[Exercise directions] Each entry below should be printed exactly, with every image left out.

↓↓↓

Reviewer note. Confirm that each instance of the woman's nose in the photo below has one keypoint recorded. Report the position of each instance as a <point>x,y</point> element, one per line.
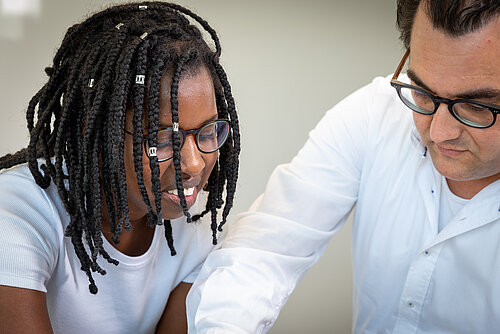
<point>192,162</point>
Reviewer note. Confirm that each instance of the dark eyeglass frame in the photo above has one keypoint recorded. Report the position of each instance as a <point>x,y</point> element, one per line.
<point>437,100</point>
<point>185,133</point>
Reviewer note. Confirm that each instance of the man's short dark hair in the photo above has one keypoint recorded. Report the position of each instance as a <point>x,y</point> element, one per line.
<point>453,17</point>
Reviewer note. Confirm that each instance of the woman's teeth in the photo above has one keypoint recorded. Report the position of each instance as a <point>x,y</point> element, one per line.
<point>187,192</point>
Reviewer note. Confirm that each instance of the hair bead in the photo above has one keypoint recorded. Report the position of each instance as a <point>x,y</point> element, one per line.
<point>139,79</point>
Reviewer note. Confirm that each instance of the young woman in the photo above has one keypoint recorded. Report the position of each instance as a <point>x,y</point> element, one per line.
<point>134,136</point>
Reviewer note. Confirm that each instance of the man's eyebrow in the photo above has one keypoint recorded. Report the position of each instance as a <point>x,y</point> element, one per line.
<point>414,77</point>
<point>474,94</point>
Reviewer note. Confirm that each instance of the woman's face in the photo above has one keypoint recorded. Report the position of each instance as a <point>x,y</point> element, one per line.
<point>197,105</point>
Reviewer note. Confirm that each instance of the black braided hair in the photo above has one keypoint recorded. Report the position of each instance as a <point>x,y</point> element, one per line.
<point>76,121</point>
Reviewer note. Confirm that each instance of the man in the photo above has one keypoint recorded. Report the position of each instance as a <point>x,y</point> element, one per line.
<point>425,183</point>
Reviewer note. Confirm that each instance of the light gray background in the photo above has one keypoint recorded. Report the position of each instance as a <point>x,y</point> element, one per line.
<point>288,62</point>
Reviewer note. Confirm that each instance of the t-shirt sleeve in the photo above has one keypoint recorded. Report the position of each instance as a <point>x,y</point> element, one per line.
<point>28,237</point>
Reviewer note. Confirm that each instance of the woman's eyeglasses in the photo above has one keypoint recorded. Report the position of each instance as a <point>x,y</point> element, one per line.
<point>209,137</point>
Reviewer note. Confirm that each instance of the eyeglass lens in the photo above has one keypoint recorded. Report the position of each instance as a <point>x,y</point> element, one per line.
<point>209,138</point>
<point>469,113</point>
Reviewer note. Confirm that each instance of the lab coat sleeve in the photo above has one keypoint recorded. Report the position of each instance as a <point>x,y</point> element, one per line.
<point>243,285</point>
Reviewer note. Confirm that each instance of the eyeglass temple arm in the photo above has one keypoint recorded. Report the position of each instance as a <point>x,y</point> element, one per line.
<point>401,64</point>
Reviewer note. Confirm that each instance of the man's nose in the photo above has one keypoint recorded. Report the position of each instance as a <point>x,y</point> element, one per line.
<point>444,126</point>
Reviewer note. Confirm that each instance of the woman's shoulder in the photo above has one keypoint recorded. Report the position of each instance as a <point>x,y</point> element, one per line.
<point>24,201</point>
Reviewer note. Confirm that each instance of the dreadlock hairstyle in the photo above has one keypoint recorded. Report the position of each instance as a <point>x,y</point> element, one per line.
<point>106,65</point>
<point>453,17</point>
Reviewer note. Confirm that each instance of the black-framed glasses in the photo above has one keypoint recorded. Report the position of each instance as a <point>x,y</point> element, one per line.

↑↑↑

[Response to this exercise]
Reviewer note. Confirm that each instance of the woman's nose in the photo below has one keypoint recorded. Report the position of each instance as a <point>x,y</point> element, one per line.
<point>192,162</point>
Reviewer note. Confirm that each instance of the dark eyeglass frame in the photo above has one keypoint recorded. Report the position of each instance as a <point>x,y</point> element, one per line.
<point>437,100</point>
<point>185,133</point>
Reviewer note. Confirm that each instance of the man's short dark hair in the photo above has one keypoint recorded. Report the position of each instance as a <point>x,y</point> element, one per line.
<point>453,17</point>
Reviewer note. Confirm that each instance of the woman's teeth in the photo above has one keypoint recorded. Report the position of each instance as a <point>x,y</point> element, one per line.
<point>187,192</point>
Reviewer note. Confirm that each instance of the hair bead in the photo above has one keypoint recorded. Report the position of each instance as a <point>x,y</point> element, one per line.
<point>139,79</point>
Reviewer note. Confirm that each instance of the young woman in the photo above has one keypoint recorded. Report the position of each instance as a <point>x,y</point> element, one per line.
<point>134,136</point>
Reviewer note. Confirm that each instance of the man's eyebrow in the photo above has one keypoint recorded. Report the position of each instance as a <point>x,y</point> element, one per line.
<point>414,77</point>
<point>474,94</point>
Reviewer note. Confirm that each instance of the woman's face in the photo above has one keypoint recorded. Report the position of each instance as a <point>x,y</point> element, one per line.
<point>197,105</point>
Reviewer note. Confirm that each instance of the black braided hair in the photo above has one keypoint recorded. Report the position of each instance as a <point>x,y</point> element, one per line.
<point>76,121</point>
Reviewer note. Confirm that each instance of the man in the photo above has one keypoint recorded. Report the position of each instance as a <point>x,y</point> element, one per line.
<point>425,183</point>
Reviewer note. Confirm that each instance of the light gray background in the photo above has one keypoint recorded. Report the position of each instance as a <point>x,y</point> element, one per line.
<point>288,62</point>
Reviewer note. Confirm that each instance of the t-shirt sleeve in the photo above has one keypoint recorded. Report the position of each instance as a <point>x,y</point> element, one per line.
<point>28,237</point>
Reviewer note. Confirm that each instance of the woman's eyeglasses in the photo above has one keypoint recorded. Report the position of each instance as a <point>x,y</point> element, one per line.
<point>209,137</point>
Reviewer note. Confirm that each instance of the eyeglass lens in the photo above has one keypoint recorded. Report the position of each instance as a <point>x,y</point> element, one per line.
<point>209,138</point>
<point>469,113</point>
Reviewer note. Confirm that each instance of the lab coat sleeve in the photo above has one keypoint recorded. Report the position of each instance as a <point>x,y</point> element, one per line.
<point>243,285</point>
Reviewer note. Confirm that each instance of the eyeglass temple arm in the photo above has one keypoint recorded. Report the position of each instance as a <point>x,y</point> element, one per line.
<point>401,64</point>
Reviewer note. Confirm that each instance of the man's nose in the photo above has one keypoint recorded. Report the position of each instance as a <point>x,y</point> element, one per line.
<point>444,126</point>
Reviewer note. Confirm that each instance of the woman's shoulder in the photo above has one keypoint recorded. Report the position of each instance as a <point>x,y</point> element, one per line.
<point>24,201</point>
Reviewer note. Confirm that each instance of the dreadlock hairstyle in the photo above has one keypoint recorded. Report the position of each instance as a <point>x,y</point> element, one per line.
<point>106,65</point>
<point>453,17</point>
Reviewer note. Confirm that each instance of the black-framed glasses in the photo above has one keypoint recorded. Report the position of each instance as a <point>x,y</point> element, one per line.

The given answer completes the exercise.